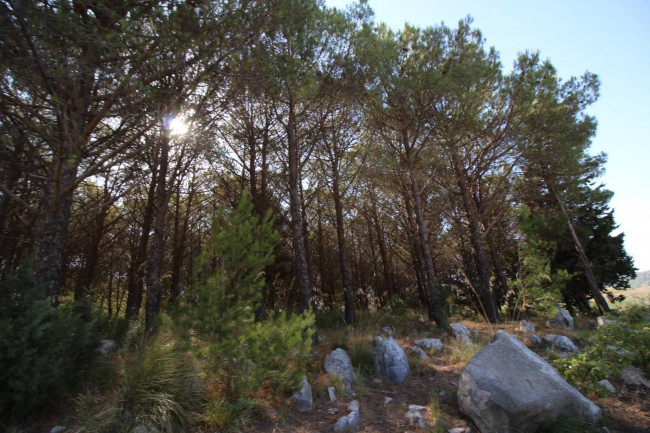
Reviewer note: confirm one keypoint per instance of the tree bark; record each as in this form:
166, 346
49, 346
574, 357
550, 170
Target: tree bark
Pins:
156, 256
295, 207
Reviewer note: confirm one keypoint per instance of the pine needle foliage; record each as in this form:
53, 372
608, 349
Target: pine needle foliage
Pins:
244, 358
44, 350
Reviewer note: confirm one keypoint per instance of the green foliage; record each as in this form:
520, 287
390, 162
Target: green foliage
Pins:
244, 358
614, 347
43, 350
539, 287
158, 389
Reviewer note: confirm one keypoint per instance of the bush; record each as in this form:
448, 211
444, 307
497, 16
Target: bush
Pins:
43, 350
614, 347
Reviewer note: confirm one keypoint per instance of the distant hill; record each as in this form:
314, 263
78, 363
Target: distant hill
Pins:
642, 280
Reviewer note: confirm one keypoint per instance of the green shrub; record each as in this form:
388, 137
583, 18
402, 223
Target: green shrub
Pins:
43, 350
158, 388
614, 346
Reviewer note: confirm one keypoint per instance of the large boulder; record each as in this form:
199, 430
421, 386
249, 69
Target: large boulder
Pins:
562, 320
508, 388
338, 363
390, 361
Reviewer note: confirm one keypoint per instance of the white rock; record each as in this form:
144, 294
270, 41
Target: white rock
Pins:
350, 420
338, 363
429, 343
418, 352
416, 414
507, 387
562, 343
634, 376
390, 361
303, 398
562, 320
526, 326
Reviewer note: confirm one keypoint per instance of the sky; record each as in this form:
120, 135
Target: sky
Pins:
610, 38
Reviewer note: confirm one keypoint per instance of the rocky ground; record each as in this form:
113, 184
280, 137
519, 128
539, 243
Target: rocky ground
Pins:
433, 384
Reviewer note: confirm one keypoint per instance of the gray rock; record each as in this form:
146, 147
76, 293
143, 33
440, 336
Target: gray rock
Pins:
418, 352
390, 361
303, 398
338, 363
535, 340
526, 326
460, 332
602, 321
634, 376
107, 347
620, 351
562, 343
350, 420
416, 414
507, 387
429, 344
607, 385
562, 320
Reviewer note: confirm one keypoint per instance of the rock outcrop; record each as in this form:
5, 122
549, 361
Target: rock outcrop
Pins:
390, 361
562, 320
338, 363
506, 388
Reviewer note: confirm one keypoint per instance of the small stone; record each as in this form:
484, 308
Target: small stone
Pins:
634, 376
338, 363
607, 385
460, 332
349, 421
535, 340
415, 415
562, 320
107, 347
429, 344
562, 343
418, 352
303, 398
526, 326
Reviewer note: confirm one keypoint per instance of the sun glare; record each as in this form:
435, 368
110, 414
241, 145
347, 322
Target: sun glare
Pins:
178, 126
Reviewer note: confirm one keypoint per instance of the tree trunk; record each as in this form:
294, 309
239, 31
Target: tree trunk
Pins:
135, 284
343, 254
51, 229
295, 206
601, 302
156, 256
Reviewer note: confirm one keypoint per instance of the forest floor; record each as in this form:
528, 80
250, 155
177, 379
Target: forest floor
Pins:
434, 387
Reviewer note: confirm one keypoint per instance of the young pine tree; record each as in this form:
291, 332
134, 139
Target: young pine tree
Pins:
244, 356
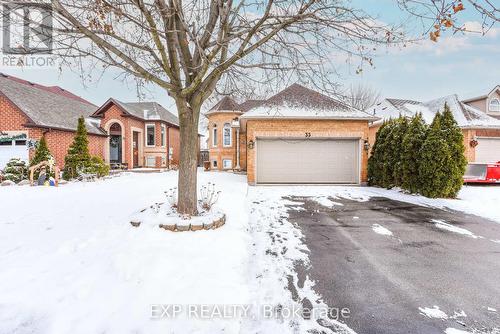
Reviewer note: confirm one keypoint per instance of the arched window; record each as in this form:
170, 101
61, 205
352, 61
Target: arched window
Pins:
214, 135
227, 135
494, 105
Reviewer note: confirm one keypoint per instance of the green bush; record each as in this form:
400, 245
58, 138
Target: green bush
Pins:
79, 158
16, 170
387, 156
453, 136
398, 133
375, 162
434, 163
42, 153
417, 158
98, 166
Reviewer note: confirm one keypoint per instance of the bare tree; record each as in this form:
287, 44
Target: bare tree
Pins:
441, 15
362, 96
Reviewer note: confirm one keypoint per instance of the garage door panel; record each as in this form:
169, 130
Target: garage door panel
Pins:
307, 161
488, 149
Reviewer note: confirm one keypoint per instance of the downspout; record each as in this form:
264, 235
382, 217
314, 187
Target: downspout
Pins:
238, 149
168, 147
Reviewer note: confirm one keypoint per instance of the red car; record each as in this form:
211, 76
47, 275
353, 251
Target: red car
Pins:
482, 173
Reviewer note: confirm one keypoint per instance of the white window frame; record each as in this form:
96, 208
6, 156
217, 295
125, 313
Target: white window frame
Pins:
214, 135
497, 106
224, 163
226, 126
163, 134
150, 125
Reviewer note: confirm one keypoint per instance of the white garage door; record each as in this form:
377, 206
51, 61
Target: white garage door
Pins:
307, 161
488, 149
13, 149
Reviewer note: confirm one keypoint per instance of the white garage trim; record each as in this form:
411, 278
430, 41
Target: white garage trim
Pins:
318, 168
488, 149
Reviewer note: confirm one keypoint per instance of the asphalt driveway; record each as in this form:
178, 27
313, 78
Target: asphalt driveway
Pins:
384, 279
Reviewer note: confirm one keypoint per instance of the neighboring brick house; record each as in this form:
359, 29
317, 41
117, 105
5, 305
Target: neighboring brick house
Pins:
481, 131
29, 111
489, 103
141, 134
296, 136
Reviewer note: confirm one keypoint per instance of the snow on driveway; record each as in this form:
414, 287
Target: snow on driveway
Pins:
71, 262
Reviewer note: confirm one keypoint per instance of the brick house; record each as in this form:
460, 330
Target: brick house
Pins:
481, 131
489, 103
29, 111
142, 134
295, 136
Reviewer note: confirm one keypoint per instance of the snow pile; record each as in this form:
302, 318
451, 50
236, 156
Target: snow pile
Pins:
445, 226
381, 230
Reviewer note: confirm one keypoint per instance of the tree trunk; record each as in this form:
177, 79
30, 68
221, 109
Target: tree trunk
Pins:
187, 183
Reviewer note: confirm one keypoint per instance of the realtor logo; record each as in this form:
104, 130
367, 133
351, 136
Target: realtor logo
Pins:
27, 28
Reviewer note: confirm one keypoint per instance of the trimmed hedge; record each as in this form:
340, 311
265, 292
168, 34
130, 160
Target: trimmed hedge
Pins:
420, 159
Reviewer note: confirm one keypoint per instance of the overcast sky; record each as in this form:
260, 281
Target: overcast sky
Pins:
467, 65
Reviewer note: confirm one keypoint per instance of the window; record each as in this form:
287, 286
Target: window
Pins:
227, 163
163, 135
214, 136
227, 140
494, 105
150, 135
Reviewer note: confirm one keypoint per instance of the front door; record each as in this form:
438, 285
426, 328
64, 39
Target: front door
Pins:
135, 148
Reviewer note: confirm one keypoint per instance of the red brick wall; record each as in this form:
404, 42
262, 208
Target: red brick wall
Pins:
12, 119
-----
■ Requirement
Restate the data word for word while omitting each picture.

■ Task output
Reviewer note: confirm one keypoint per instance of the tree bark; record each as in this form:
166, 346
49, 346
574, 357
550, 170
Target: tree bark
Pins:
156, 256
295, 207
Reviewer note: confirm one keypoint per instance of the pine needle foliage; record each as in this form:
53, 372
608, 349
Target: pine needle foliage
Pins:
244, 358
44, 350
Reviewer note: confirm one keypoint per instance of the green foliage; record each as in this form:
520, 287
390, 162
Target: green foliage
Pins:
244, 358
614, 347
43, 350
539, 287
158, 389
Reviewer note: confirm one keypoint per instance of the bush; record each as in this form:
448, 211
444, 307
497, 16
Target: bush
Pins:
43, 350
614, 347
Reviewer note: confirm one keypoint per instance of the distant hill; record each as in this form:
314, 263
78, 363
Target: distant hill
Pins:
642, 280
Reviewer note: confirm one keypoint per instance of the green shrub; record each as in this form:
388, 137
583, 18
402, 223
Target: green shrub
Pins:
43, 350
158, 388
614, 346
Reviewer note: confirm one keypoint per instance of the large boulder; record each as in this form:
199, 430
421, 386
249, 69
Target: large boulder
Pins:
562, 320
508, 388
338, 363
390, 361
Reviewer note: confirm one keypoint per instance of the white rock; record each as in this form:
144, 294
270, 41
Target: white rock
Pins:
350, 420
338, 363
429, 343
418, 352
416, 414
507, 387
562, 343
634, 376
390, 361
303, 398
562, 320
526, 326
Reviewer note: confirm one keypoint per instance of the sky; record each as in this form:
120, 135
Target: sky
Pins:
610, 38
Reviewer note: confirm one keypoint per instance of the rocky ground; record each as in this form:
113, 184
280, 137
519, 128
539, 243
Target: rocky ground
Pins:
433, 384
Reviewer note: confirm one keypoint per instance of the gray rock; record each as in this form:
146, 147
76, 293
143, 33
440, 336
Target: gray rock
Pins:
418, 352
390, 361
303, 398
338, 363
535, 340
526, 326
460, 332
602, 321
634, 376
107, 347
620, 351
562, 343
350, 420
416, 414
507, 387
429, 344
607, 385
562, 320
Reviewer note: confirm one keypoint per instance of the rock outcrop; record each as in this form:
5, 122
549, 361
Target: rock outcrop
Pins:
390, 361
562, 320
338, 363
506, 388
Reviewer note: confirm one keypoint per instance of the small stone; record each as in this form:
484, 308
Target: small stone
Pins:
634, 376
338, 363
607, 385
460, 332
349, 421
535, 340
415, 415
562, 320
107, 347
429, 344
562, 343
418, 352
303, 398
526, 326
Reviewer note: confirm one keypoint per instance of the sun glare; record each as in this form:
435, 368
110, 414
241, 145
347, 322
Target: sun glare
Pins:
178, 126
Reviewer note: confirm one keypoint per instance of the tree trunk; record each as in this form:
294, 309
239, 31
Target: tree trunk
Pins:
135, 284
343, 254
51, 229
295, 206
601, 302
156, 256
Reviewer note: confirm one keypoint per instance of the forest floor; record each as in this form:
528, 80
250, 155
177, 379
Target: forest floor
Pins:
434, 387
Reviewer note: confirm one keypoint per instance of the young pine tree; record each as in this form:
291, 332
134, 139
Target: young pine tree
Pins:
244, 356
Reviewer note: confirm one keypoint per instance of the arched window; record each as in this form:
170, 101
61, 205
352, 61
Target: arched window
Pins:
214, 135
227, 135
494, 105
Reviewer note: confirm one keypoint per instance of the green bush; record each as in this form:
400, 245
58, 138
Target: green bush
Pins:
79, 158
16, 170
387, 156
453, 136
398, 133
375, 162
434, 163
42, 153
417, 158
98, 166
Reviewer note: confirm one keypoint per instance of the bare tree; record each as in this form:
287, 44
Target: bare tree
Pins:
441, 15
362, 96
Reviewer note: confirm one keypoint per instance of the garage door panel; record each as in this form:
169, 130
Target: garage door panel
Pins:
307, 161
488, 149
Reviewer note: confirm one keypoint per instance of the downspout; record each as in this form:
264, 235
382, 217
314, 187
Target: downspout
Pins:
238, 149
168, 147
Reviewer note: confirm one keypoint per instance of the red car; record each as in this form:
211, 76
47, 275
353, 251
Target: red car
Pins:
482, 173
Reviewer note: confirm one keypoint per instance of the white window frame; record each as in this form:
96, 208
6, 156
217, 295
125, 313
Target: white window frame
Pins:
214, 135
497, 106
224, 163
226, 126
163, 134
150, 125
Reviewer note: confirm one keypoint per instance of the white garage door; record each as in this form:
377, 206
51, 61
Target: white garage door
Pins:
307, 161
488, 149
13, 149
Reviewer note: confirm one keypoint per instance of the white garage trim; record each as in this form:
411, 278
430, 41
Target: white garage trim
Pins:
318, 168
488, 149
Reviewer note: confirm one keypoint per instance of the asphalt driveway; record each as in this form:
178, 27
313, 78
Target: asphalt driveway
Pins:
384, 279
Reviewer note: confirm one keypoint per instance of the neighboring brick house; record each as in this form:
359, 29
317, 41
117, 105
5, 305
Target: neighboring brick house
Pins:
481, 131
29, 111
489, 103
141, 134
296, 136
Reviewer note: confirm one keypoint per instance of the snow on driveway; record each as in this form:
414, 287
Target: snow on driveway
Pins:
71, 262
Reviewer note: confirm one keypoint per instance of the brick house; record each as in this form:
460, 330
Target: brick house
Pins:
481, 131
489, 103
29, 111
142, 134
295, 136
Reviewer note: confirm one keypoint per instance of the snow pile; record each as in this form:
302, 318
451, 50
236, 156
Target: snow pile
Pins:
445, 226
381, 230
Reviewer note: confirm one keypoint per instance of the tree trunk; record each as in this form:
177, 79
30, 68
221, 109
Target: tree trunk
Pins:
187, 183
Reviewer note: confirm one keypoint per instance of the realtor logo; record each as in this form:
104, 130
367, 133
351, 136
Target: realtor logo
Pins:
27, 28
Reviewer note: confirm one keypoint per instance of the trimmed hedge; record each as in this form:
340, 311
265, 292
168, 34
130, 160
Target: trimmed hedge
Pins:
420, 159
Reviewer note: confirm one keypoint per instance of the overcast sky; record each as in this form:
260, 281
Target: overcast sky
Pins:
467, 65
Reviewer note: confirm one keypoint per instance of the window; record each as in this form:
287, 286
Target: window
Pins:
227, 163
163, 135
214, 136
227, 140
494, 105
150, 135
Reviewer note: confirm one keypoint per instance of the front door; record each as in this form:
438, 285
426, 328
64, 39
Target: front door
Pins:
135, 148
Reviewer note: confirm one keypoint per instance of the red brick wall; record each as in this form:
404, 42
262, 208
Target: red brick wall
Pins:
12, 119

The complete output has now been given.